WHAT THE EXERCISE ASKS -
Rewrite the interview from "CC: I think" to "recording a follow-up?", putting "concert" wherever "festival" appears.

SOURCE TEXT -
CC: I think the only thing that we really change is a setlist. There’s certain slower, more patient songs that we might not play at a festival, even though this time I think we’re planning on just playing the whole record at Desert Daze to debut it. But yeah, I mean you can’t change all that much because you don’t…We like what we do live and so we don’t want to augment it too much and lose something, but there’s definitely certain songs we might avoid playing because you want to hold people’s interest at a festival for as long as you can.
Photo Credit: Raymond Flotat
mxdwn: There is a three year period from Is The Is Are and Deceiver with the former landing on a bunch of top 10 lists that year. Did the band feel a lot of pressure when recording a follow-up?
ZCS: I don’t think that the last records are really so much in our minds. I mean, maybe you guys feel differently, but I feel like we had a lot of experiences in between those records, and we did a lot of growing up and changing, and I think a big part of what we wanted to do is kind of move away from the past of the band. So it wasn’t like we should make a record like this, but better. It was more just let’s just take stock of where we’re at right now and then just make a record without really thinking about too much other stuff and hopefully it’s good
mxdwn: Cole once said something like the band has outgrown the name DIIV and that the name of the band is really nothing. It’s a very interesting quote. Would you elaborate on what that means?
ZCS: I don’t know. I mean, I think about this sometimes with…I guess a good example I have for this, not to say anything about the band or whatever, but think about the two words Arcade Fire, you know? I feel it’s just out of context; it doesn’t really mean anything. But if I say Arcade Fire, you have a very vivid picture of what I’m talking about because the band has defined that sequence of words. I don’t know. I think the D-I-V-E thing was really into Nirvana or something, and I feel like, at a certain point, it was important to just try to move away from that whole phase. I don’t know. I don’t really remember what was going through my mind at that particular point but we had to change the band name back then [from Dive to DIIV] and I’m not upset about it.
mxdwn: Deceiver is out now. The band is going on tour all through the end of the year. Are there plans to tour or put out new music in 2020?
CC: I mean the plan from the get-go was to make a more live-sounding record partially because we really wanted to play a lot of live shows and that’s been the intention the whole time. So we’re hoping 2020 is mostly shows. But then also if we can carve out some time to work on new music, that’s definitely the plan, too, because we came up with this new approach and as a band, it felt like we were still learning a lot by the end of it. It still felt really fresh and because of that it feels like making a record, which would be pretty …not easy because it’s a lot of work, but I think it would be real fun to start sooner rather than later.

RECORDS SHOWN -
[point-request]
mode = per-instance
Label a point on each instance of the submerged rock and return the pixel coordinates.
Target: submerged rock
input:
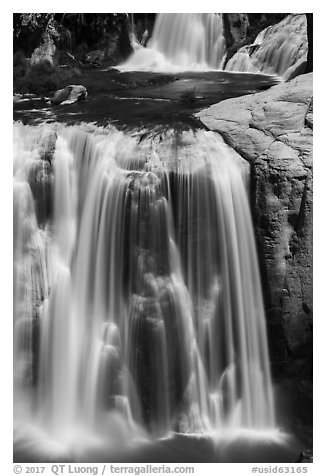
(279, 49)
(69, 95)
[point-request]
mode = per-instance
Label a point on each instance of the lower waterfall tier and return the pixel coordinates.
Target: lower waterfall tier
(136, 285)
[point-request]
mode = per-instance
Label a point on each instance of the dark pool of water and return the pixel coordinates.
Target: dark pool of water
(136, 100)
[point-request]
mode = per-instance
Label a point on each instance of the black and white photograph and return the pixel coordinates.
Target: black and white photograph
(162, 241)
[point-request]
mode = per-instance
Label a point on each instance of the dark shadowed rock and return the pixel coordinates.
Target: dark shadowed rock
(273, 131)
(279, 49)
(69, 95)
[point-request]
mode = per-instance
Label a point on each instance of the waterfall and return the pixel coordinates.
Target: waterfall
(277, 50)
(137, 290)
(181, 42)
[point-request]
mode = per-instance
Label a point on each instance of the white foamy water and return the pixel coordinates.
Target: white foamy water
(137, 291)
(181, 42)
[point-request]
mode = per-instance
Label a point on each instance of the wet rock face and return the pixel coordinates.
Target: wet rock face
(273, 131)
(279, 49)
(69, 95)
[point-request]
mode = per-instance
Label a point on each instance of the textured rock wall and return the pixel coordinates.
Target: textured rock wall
(273, 131)
(279, 49)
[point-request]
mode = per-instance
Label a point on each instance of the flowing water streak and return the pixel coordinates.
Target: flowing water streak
(182, 42)
(155, 309)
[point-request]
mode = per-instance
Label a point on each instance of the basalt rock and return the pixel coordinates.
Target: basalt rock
(69, 95)
(278, 49)
(273, 131)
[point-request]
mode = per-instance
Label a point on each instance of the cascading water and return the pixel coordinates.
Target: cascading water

RESPONSE TO THE TASK -
CC: I think the only thing that we really change is a setlist. There’s certain slower, more patient songs that we might not play at a concert, even though this time I think we’re planning on just playing the whole record at Desert Daze to debut it. But yeah, I mean you can’t change all that much because you don’t…We like what we do live and so we don’t want to augment it too much and lose something, but there’s definitely certain songs we might avoid playing because you want to hold people’s interest at a concert for as long as you can.
Photo Credit: Raymond Flotat
mxdwn: There is a three year period from Is The Is Are and Deceiver with the former landing on a bunch of top 10 lists that year. Did the band feel a lot of pressure when recording a follow-up?